(Saved entries)

══════════════════════════════

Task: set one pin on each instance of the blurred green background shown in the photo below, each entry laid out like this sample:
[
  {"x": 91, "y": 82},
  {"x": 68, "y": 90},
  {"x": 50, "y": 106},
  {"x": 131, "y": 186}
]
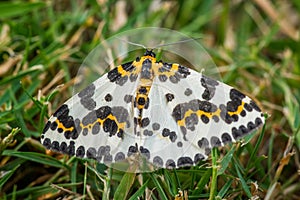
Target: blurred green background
[{"x": 255, "y": 45}]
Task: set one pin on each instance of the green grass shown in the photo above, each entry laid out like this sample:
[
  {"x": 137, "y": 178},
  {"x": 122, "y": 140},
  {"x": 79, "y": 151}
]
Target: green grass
[{"x": 43, "y": 44}]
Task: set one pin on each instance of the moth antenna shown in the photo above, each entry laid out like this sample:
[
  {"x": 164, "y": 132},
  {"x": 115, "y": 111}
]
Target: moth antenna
[
  {"x": 132, "y": 43},
  {"x": 173, "y": 43}
]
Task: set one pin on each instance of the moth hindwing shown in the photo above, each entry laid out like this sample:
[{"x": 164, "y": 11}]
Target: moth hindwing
[{"x": 147, "y": 114}]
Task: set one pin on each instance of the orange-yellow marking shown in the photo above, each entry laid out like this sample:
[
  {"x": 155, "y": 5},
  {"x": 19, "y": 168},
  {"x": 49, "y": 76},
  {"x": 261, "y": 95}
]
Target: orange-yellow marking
[
  {"x": 209, "y": 114},
  {"x": 90, "y": 126},
  {"x": 60, "y": 125}
]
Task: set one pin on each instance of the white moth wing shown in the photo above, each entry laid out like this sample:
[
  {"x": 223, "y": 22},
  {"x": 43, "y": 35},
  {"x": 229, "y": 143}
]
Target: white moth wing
[
  {"x": 95, "y": 123},
  {"x": 195, "y": 114}
]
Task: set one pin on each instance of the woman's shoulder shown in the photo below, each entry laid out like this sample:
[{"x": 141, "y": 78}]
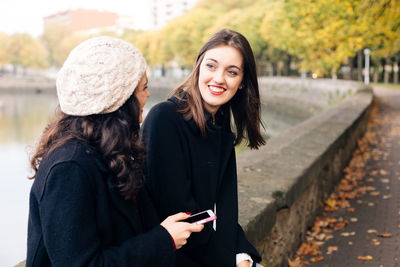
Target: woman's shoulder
[
  {"x": 164, "y": 111},
  {"x": 77, "y": 152}
]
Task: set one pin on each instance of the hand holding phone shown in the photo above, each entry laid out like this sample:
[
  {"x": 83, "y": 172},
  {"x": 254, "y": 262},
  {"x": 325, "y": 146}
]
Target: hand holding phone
[{"x": 201, "y": 217}]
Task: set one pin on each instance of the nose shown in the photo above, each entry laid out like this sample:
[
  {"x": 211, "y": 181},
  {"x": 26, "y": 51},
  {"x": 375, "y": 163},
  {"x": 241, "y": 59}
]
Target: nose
[{"x": 219, "y": 77}]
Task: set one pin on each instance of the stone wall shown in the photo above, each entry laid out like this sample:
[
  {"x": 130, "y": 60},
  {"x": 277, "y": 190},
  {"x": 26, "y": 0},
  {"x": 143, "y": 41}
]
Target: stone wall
[{"x": 282, "y": 184}]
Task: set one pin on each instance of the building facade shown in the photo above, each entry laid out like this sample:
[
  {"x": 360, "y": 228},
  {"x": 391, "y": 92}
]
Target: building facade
[
  {"x": 164, "y": 10},
  {"x": 89, "y": 21}
]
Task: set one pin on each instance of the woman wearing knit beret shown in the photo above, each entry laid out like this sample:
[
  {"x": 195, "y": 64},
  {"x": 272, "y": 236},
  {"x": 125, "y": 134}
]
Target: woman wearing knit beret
[{"x": 88, "y": 203}]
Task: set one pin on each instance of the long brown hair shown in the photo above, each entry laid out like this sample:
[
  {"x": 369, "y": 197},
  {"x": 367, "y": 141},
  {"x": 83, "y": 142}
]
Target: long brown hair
[
  {"x": 245, "y": 106},
  {"x": 115, "y": 136}
]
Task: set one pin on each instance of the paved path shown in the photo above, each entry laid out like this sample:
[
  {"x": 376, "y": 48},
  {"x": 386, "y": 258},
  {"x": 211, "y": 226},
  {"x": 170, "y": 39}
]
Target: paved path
[{"x": 372, "y": 235}]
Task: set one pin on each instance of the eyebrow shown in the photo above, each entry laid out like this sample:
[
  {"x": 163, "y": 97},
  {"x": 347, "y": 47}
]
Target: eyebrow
[{"x": 216, "y": 61}]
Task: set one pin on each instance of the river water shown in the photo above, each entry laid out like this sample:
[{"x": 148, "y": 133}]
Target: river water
[{"x": 22, "y": 119}]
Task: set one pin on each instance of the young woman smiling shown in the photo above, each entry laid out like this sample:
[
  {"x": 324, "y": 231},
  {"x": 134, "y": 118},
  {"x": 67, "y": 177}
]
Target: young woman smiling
[{"x": 190, "y": 148}]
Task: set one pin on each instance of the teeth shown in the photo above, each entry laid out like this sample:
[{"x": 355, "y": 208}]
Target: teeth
[{"x": 216, "y": 89}]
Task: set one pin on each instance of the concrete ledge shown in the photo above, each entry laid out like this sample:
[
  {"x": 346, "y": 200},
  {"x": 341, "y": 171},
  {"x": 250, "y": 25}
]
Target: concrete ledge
[{"x": 281, "y": 185}]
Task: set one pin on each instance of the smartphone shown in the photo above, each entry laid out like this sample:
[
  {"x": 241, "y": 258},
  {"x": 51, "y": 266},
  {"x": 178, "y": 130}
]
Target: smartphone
[{"x": 201, "y": 217}]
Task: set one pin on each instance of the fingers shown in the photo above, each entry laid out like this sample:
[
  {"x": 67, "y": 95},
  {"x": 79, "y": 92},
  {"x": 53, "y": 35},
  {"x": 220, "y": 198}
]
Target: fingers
[
  {"x": 179, "y": 216},
  {"x": 196, "y": 227}
]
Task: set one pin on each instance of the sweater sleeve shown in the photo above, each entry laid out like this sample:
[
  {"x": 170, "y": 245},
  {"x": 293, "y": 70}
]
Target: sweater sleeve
[
  {"x": 67, "y": 211},
  {"x": 169, "y": 182}
]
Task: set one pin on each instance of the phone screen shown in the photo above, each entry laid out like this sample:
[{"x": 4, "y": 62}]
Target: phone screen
[{"x": 197, "y": 217}]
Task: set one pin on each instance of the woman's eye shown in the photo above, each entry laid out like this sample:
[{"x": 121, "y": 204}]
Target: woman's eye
[
  {"x": 234, "y": 73},
  {"x": 210, "y": 66}
]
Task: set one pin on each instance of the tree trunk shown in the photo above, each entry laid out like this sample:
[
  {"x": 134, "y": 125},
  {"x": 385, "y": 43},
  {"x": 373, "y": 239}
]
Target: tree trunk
[
  {"x": 359, "y": 65},
  {"x": 396, "y": 72},
  {"x": 386, "y": 68},
  {"x": 287, "y": 65},
  {"x": 376, "y": 74},
  {"x": 351, "y": 66},
  {"x": 334, "y": 74}
]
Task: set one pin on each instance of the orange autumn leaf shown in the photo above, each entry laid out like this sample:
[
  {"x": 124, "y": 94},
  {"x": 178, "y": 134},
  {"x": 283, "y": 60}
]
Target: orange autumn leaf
[
  {"x": 331, "y": 203},
  {"x": 295, "y": 263},
  {"x": 383, "y": 172},
  {"x": 317, "y": 259},
  {"x": 365, "y": 258},
  {"x": 384, "y": 235},
  {"x": 309, "y": 248},
  {"x": 351, "y": 209},
  {"x": 341, "y": 225}
]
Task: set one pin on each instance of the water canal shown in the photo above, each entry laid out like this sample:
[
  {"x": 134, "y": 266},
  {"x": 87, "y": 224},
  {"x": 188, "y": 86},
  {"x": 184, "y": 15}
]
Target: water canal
[{"x": 22, "y": 119}]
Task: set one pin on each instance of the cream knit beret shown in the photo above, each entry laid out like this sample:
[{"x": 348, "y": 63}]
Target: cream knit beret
[{"x": 99, "y": 75}]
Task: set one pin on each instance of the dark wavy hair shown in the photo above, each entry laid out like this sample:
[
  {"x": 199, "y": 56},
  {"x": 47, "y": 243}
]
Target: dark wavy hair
[
  {"x": 245, "y": 106},
  {"x": 114, "y": 135}
]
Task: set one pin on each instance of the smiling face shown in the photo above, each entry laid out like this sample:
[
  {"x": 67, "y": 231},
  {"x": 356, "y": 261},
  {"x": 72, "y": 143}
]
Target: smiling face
[
  {"x": 142, "y": 93},
  {"x": 220, "y": 75}
]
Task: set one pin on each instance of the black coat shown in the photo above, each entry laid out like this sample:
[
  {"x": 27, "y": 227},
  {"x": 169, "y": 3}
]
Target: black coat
[
  {"x": 188, "y": 173},
  {"x": 77, "y": 218}
]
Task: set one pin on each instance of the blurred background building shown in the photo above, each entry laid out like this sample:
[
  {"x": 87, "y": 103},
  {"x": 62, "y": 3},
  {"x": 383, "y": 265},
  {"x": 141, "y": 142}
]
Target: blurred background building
[
  {"x": 87, "y": 21},
  {"x": 164, "y": 10}
]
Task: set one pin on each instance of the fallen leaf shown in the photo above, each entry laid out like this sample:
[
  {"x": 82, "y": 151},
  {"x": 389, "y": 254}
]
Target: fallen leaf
[
  {"x": 374, "y": 193},
  {"x": 384, "y": 235},
  {"x": 340, "y": 225},
  {"x": 328, "y": 237},
  {"x": 317, "y": 259},
  {"x": 351, "y": 209},
  {"x": 332, "y": 249},
  {"x": 295, "y": 263},
  {"x": 331, "y": 203},
  {"x": 365, "y": 258},
  {"x": 376, "y": 242},
  {"x": 346, "y": 234}
]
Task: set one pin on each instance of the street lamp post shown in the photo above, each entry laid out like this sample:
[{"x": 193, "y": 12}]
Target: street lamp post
[{"x": 366, "y": 74}]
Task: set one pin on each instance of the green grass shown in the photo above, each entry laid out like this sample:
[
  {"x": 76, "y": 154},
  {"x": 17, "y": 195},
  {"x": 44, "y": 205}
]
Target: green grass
[{"x": 386, "y": 85}]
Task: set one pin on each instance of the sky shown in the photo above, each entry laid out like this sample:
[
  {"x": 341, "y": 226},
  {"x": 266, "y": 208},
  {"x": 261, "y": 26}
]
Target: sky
[{"x": 27, "y": 15}]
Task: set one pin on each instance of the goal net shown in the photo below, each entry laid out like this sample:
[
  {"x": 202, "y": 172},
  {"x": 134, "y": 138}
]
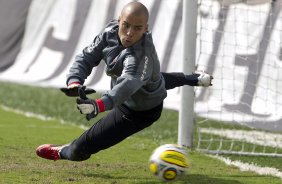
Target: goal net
[{"x": 239, "y": 42}]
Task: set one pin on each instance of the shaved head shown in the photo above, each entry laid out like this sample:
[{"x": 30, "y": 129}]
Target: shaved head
[
  {"x": 137, "y": 9},
  {"x": 133, "y": 23}
]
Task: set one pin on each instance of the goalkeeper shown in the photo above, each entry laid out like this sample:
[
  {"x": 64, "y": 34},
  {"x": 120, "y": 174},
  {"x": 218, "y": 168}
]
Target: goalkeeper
[{"x": 138, "y": 88}]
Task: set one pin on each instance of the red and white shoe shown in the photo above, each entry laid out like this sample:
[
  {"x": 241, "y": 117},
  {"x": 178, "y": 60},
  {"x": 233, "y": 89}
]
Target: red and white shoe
[{"x": 49, "y": 151}]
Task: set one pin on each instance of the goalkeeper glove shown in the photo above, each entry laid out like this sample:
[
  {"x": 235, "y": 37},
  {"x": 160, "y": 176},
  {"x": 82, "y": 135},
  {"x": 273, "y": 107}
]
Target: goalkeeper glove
[
  {"x": 204, "y": 79},
  {"x": 88, "y": 106},
  {"x": 72, "y": 89}
]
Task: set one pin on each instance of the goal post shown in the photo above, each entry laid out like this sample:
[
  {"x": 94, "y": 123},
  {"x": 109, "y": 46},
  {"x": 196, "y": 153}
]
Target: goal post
[
  {"x": 186, "y": 112},
  {"x": 238, "y": 42}
]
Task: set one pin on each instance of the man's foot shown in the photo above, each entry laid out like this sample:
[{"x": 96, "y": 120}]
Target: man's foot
[{"x": 49, "y": 151}]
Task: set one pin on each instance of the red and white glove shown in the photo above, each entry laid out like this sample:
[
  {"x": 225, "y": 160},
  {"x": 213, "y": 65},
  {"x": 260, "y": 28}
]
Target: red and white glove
[
  {"x": 88, "y": 106},
  {"x": 204, "y": 79},
  {"x": 72, "y": 89}
]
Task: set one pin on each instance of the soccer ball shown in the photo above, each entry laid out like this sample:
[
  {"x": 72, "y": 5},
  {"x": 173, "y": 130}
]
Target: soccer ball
[{"x": 168, "y": 162}]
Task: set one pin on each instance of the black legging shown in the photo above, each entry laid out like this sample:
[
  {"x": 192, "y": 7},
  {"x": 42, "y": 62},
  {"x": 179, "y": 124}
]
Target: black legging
[{"x": 117, "y": 125}]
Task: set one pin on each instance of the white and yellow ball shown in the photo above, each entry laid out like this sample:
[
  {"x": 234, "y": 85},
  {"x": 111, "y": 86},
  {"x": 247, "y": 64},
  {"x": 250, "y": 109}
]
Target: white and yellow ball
[{"x": 169, "y": 162}]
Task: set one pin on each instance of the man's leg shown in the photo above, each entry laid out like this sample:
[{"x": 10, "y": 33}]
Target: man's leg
[{"x": 117, "y": 125}]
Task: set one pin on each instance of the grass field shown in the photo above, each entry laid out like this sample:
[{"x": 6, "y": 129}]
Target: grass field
[{"x": 126, "y": 162}]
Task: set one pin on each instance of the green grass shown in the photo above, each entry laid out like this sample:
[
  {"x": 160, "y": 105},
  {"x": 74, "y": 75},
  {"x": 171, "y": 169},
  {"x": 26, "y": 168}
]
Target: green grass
[{"x": 126, "y": 162}]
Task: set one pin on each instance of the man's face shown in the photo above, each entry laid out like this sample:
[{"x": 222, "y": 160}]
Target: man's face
[{"x": 131, "y": 28}]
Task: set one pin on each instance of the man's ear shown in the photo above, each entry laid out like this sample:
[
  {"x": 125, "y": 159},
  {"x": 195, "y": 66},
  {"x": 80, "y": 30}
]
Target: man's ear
[{"x": 147, "y": 27}]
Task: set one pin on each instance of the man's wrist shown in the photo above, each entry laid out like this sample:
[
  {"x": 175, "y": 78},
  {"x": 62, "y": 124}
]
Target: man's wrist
[{"x": 101, "y": 105}]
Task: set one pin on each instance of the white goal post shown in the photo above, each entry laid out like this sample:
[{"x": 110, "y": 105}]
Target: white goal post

══════════════════════════════

Work to be completed:
Return the stretch of the data from the line containing "Task: set one pin on each instance of the man's ear" through the end of the data, reproducing every line without changes.

Right answer:
Task: set one pin on each instance of the man's ear shown in the photo above, each entry laid out like this sample:
[
  {"x": 125, "y": 159},
  {"x": 195, "y": 66},
  {"x": 80, "y": 30}
]
Target: man's ear
[{"x": 147, "y": 27}]
Task: set one pin on each instance of the man's wrist shown in the photo above, each entry laid out like this sample:
[
  {"x": 175, "y": 78},
  {"x": 62, "y": 124}
]
Target: man's wrist
[{"x": 101, "y": 105}]
Task: set one pin on each instance of the white goal post shown in the photo above, each entry laid out like this sample:
[{"x": 110, "y": 105}]
Target: white goal post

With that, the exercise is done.